━━━ Selected excerpt ━━━

8 June 2018

Grass is (not) for cows

They say there is no greater challenge in tennis than beating Rafa in five sets on clay (look out Dominic Thiem for your match on Sunday) unless it is switching from playing on clay to playing on grass.  As the clay court season comes to a close and the grass court season gets underway, we look at what makes lawn tennis so special.

According to Judy Murray, the toughest test in tennis is the summer switch from clay to grass. Instead of the slow red stuff, which has bite and friction, players face a surface which is fast and slippery. It means the balls that bounced so high in Paris will bounce low in Wimbledon and Rafa’s trademark lasso forehand, which serves him so well at Roland Garros, will be much more difficult to achieve at Wimbledon.  No wonder Rafa’s fellow Spaniard and former world number one Manolo Sanata complained “Grass is for cows”.

━━━ Data provided ━━━

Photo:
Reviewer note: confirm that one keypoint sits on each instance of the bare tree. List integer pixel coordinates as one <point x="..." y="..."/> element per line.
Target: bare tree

━━━

### What you will do
• A. From the piece on switching from clay to grass, extract the part that opens with the words containing "Grass is (not)" and closes with "tennis so special.".
• B. Using the piece on switching from clay to grass, decide whether each statement below agrees with it, and answer yes or no while quoting the deciding words. (i) Judy Murray considers the summer switch from clay to grass the toughest test in tennis. (ii) Balls bounce higher at Wimbledon than they did in Paris. (iii) Clay is described as fast and slippery.

### Exercise results
• A.
Grass is (not) for cows

They say there is no greater challenge in tennis than beating Rafa in five sets on clay (look out Dominic Thiem for your match on Sunday) unless it is switching from playing on clay to playing on grass.  As the clay court season comes to a close and the grass court season gets underway, we look at what makes lawn tennis so special.

• B.
(i) Yes: "According to Judy Murray, the toughest test in tennis is the summer switch from clay to grass."
(ii) No: "the balls that bounced so high in Paris will bounce low in Wimbledon"
(iii) No: "Instead of the slow red stuff, which has bite and friction, players face a surface which is fast and slippery."